[Start Input material]
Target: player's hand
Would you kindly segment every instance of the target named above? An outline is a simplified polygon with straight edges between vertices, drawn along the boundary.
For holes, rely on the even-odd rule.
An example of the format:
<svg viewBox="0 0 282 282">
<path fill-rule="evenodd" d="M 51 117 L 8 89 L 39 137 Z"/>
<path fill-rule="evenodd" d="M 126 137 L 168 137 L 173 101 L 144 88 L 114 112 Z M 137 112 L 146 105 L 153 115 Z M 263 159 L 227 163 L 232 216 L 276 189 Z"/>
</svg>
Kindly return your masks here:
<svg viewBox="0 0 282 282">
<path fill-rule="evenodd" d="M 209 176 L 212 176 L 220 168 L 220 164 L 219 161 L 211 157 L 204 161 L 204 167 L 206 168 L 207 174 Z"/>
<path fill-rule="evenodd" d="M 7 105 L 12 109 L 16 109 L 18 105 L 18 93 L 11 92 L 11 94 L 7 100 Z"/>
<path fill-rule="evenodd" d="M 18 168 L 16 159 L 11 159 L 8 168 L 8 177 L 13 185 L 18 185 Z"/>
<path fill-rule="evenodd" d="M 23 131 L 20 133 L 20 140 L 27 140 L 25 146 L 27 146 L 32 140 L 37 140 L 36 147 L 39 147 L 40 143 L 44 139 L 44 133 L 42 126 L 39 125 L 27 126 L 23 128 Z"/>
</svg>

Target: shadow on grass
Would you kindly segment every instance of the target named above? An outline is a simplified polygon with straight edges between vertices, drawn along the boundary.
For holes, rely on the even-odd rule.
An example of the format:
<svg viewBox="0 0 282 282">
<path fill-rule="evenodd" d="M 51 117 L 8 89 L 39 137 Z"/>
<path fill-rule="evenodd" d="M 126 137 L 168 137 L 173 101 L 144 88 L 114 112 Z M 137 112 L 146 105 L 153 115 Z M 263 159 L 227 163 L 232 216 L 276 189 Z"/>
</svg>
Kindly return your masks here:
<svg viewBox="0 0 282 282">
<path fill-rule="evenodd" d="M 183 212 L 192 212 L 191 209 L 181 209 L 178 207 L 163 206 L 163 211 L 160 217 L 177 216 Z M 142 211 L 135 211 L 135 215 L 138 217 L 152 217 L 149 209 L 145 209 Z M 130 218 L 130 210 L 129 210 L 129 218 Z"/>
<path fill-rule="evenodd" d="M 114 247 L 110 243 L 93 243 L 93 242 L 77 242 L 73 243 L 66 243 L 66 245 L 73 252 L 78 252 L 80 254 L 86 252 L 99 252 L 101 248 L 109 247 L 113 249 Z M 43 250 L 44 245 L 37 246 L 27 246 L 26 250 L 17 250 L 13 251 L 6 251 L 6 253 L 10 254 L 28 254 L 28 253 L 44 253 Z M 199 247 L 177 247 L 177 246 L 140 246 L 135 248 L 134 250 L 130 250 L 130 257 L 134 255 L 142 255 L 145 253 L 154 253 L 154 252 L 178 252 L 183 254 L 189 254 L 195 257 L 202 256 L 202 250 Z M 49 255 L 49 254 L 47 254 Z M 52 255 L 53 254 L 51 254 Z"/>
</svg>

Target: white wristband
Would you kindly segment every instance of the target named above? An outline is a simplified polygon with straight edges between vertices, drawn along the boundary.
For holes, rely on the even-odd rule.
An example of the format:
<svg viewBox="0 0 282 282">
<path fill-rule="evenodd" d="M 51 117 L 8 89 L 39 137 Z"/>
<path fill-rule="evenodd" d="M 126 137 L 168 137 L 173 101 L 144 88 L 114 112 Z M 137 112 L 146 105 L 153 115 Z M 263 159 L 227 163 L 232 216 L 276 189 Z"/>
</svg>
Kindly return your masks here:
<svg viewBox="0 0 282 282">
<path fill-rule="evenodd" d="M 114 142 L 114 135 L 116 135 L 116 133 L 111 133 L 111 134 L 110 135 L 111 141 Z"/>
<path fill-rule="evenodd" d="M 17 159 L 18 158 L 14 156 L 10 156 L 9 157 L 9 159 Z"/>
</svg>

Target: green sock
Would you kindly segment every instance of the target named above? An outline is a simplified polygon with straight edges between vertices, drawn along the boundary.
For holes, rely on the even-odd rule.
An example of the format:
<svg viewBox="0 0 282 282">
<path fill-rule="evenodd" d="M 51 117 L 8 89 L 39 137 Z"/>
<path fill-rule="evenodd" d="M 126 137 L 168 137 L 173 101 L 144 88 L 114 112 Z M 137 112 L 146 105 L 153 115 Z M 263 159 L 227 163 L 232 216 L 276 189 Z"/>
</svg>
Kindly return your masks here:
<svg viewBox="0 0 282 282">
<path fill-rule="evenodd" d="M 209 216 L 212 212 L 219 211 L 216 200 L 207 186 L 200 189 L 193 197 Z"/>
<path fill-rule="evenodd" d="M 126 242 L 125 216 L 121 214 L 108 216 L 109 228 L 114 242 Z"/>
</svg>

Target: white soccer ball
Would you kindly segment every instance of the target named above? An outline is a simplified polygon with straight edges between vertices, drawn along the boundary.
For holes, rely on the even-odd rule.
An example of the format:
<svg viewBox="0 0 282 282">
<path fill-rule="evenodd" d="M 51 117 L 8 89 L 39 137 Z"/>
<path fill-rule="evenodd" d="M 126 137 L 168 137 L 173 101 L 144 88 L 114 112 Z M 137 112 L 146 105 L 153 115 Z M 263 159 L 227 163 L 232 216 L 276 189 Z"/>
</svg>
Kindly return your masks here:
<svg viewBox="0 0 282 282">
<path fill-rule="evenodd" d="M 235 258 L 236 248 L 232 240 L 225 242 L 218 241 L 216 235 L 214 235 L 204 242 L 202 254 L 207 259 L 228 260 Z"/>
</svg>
[End Input material]
Task brief =
Rewrite every one of the items with "simplified polygon" replaced by "closed polygon" wherever it occurs. Leave all other text as it is.

The answer =
Target: player's hand
Would you kindly segment every instance of the target named above? An outline is a closed polygon with straight edges between vertices, drawn along the boundary.
For holes, rely on the even-odd rule.
An example of the format:
<svg viewBox="0 0 282 282">
<path fill-rule="evenodd" d="M 51 117 L 8 89 L 39 137 Z"/>
<path fill-rule="evenodd" d="M 126 137 L 168 137 L 173 101 L 144 88 L 114 112 Z M 137 112 L 146 105 L 153 115 Z M 263 159 L 227 163 L 232 216 L 276 189 Z"/>
</svg>
Kindly return your masks here:
<svg viewBox="0 0 282 282">
<path fill-rule="evenodd" d="M 209 176 L 212 176 L 220 168 L 220 164 L 219 161 L 211 157 L 204 161 L 204 167 L 206 168 L 207 174 Z"/>
<path fill-rule="evenodd" d="M 7 105 L 12 109 L 16 109 L 18 105 L 18 93 L 11 92 L 11 94 L 7 100 Z"/>
<path fill-rule="evenodd" d="M 18 168 L 16 159 L 11 159 L 8 168 L 8 177 L 13 185 L 18 185 Z"/>
<path fill-rule="evenodd" d="M 23 131 L 20 133 L 20 140 L 27 140 L 25 146 L 27 146 L 32 140 L 37 140 L 36 147 L 39 147 L 40 143 L 44 139 L 44 133 L 42 126 L 39 125 L 27 126 L 23 128 Z"/>
</svg>

Target: shadow on grass
Would you kindly segment every instance of the target named above? An outline is a closed polygon with straight edges between vertices, drawn along the boundary.
For holes, rely on the even-odd rule.
An example of the format:
<svg viewBox="0 0 282 282">
<path fill-rule="evenodd" d="M 51 117 L 8 89 L 39 137 Z"/>
<path fill-rule="evenodd" d="M 126 137 L 168 137 L 173 101 L 144 88 L 114 112 Z M 137 112 L 146 105 L 153 115 Z M 263 159 L 227 163 L 232 216 L 276 189 Z"/>
</svg>
Kindly return your masks here:
<svg viewBox="0 0 282 282">
<path fill-rule="evenodd" d="M 183 212 L 192 212 L 191 209 L 181 209 L 178 207 L 163 206 L 163 211 L 160 217 L 177 216 Z M 142 211 L 135 211 L 135 215 L 138 217 L 152 217 L 149 209 L 145 209 Z M 130 218 L 130 210 L 129 210 L 129 218 Z"/>
<path fill-rule="evenodd" d="M 114 247 L 110 243 L 93 243 L 93 242 L 77 242 L 73 243 L 66 243 L 66 245 L 73 252 L 78 252 L 80 254 L 86 252 L 99 252 L 101 248 L 109 247 L 113 249 Z M 43 250 L 44 245 L 37 246 L 27 246 L 26 250 L 17 250 L 13 251 L 6 251 L 6 253 L 10 254 L 28 254 L 28 253 L 44 253 Z M 199 247 L 177 247 L 177 246 L 140 246 L 135 248 L 134 250 L 130 250 L 130 257 L 134 255 L 142 255 L 145 253 L 154 253 L 154 252 L 178 252 L 183 254 L 189 254 L 195 257 L 202 256 L 202 250 Z M 49 255 L 49 254 L 47 254 Z M 52 255 L 53 254 L 51 254 Z"/>
</svg>

Target: white wristband
Would you kindly segment every instance of the target named above? An outline is a closed polygon with straight edges between vertices, drawn along the boundary.
For holes, rely on the even-odd rule.
An example of the format:
<svg viewBox="0 0 282 282">
<path fill-rule="evenodd" d="M 51 117 L 8 89 L 39 137 Z"/>
<path fill-rule="evenodd" d="M 126 137 L 168 137 L 173 101 L 144 88 L 114 112 Z M 137 112 L 146 105 L 153 115 Z M 263 159 L 227 163 L 232 216 L 276 189 Z"/>
</svg>
Kindly return your masks here:
<svg viewBox="0 0 282 282">
<path fill-rule="evenodd" d="M 114 142 L 114 135 L 116 135 L 116 133 L 111 133 L 111 134 L 110 135 L 111 141 Z"/>
<path fill-rule="evenodd" d="M 17 159 L 18 158 L 14 156 L 10 156 L 9 157 L 9 159 Z"/>
</svg>

Target: green sock
Would you kindly segment every instance of the target named above? An outline is a closed polygon with straight edges between vertices, drawn along the boundary.
For holes, rely on the even-odd rule.
An example of the format:
<svg viewBox="0 0 282 282">
<path fill-rule="evenodd" d="M 51 117 L 8 89 L 39 137 Z"/>
<path fill-rule="evenodd" d="M 126 137 L 168 137 L 173 101 L 144 88 L 114 112 Z M 137 112 L 146 105 L 153 115 Z M 263 159 L 227 163 L 232 216 L 276 189 Z"/>
</svg>
Kindly return your masks here:
<svg viewBox="0 0 282 282">
<path fill-rule="evenodd" d="M 209 216 L 212 212 L 219 211 L 216 200 L 207 186 L 200 189 L 193 197 Z"/>
<path fill-rule="evenodd" d="M 126 242 L 125 216 L 121 214 L 108 216 L 109 228 L 114 242 Z"/>
</svg>

Target: white soccer ball
Would you kindly segment every instance of the target named above? An outline is a closed polygon with straight edges between vertices, drawn along the boundary.
For holes, rely on the even-odd rule.
An example of the format:
<svg viewBox="0 0 282 282">
<path fill-rule="evenodd" d="M 51 117 L 8 89 L 39 137 Z"/>
<path fill-rule="evenodd" d="M 126 137 L 168 137 L 173 101 L 144 88 L 114 112 Z M 137 112 L 146 105 L 153 115 Z M 263 159 L 227 163 L 232 216 L 276 189 Z"/>
</svg>
Kindly return your masks here:
<svg viewBox="0 0 282 282">
<path fill-rule="evenodd" d="M 235 258 L 236 248 L 232 240 L 225 242 L 218 241 L 216 235 L 214 235 L 204 242 L 202 254 L 207 259 L 228 260 Z"/>
</svg>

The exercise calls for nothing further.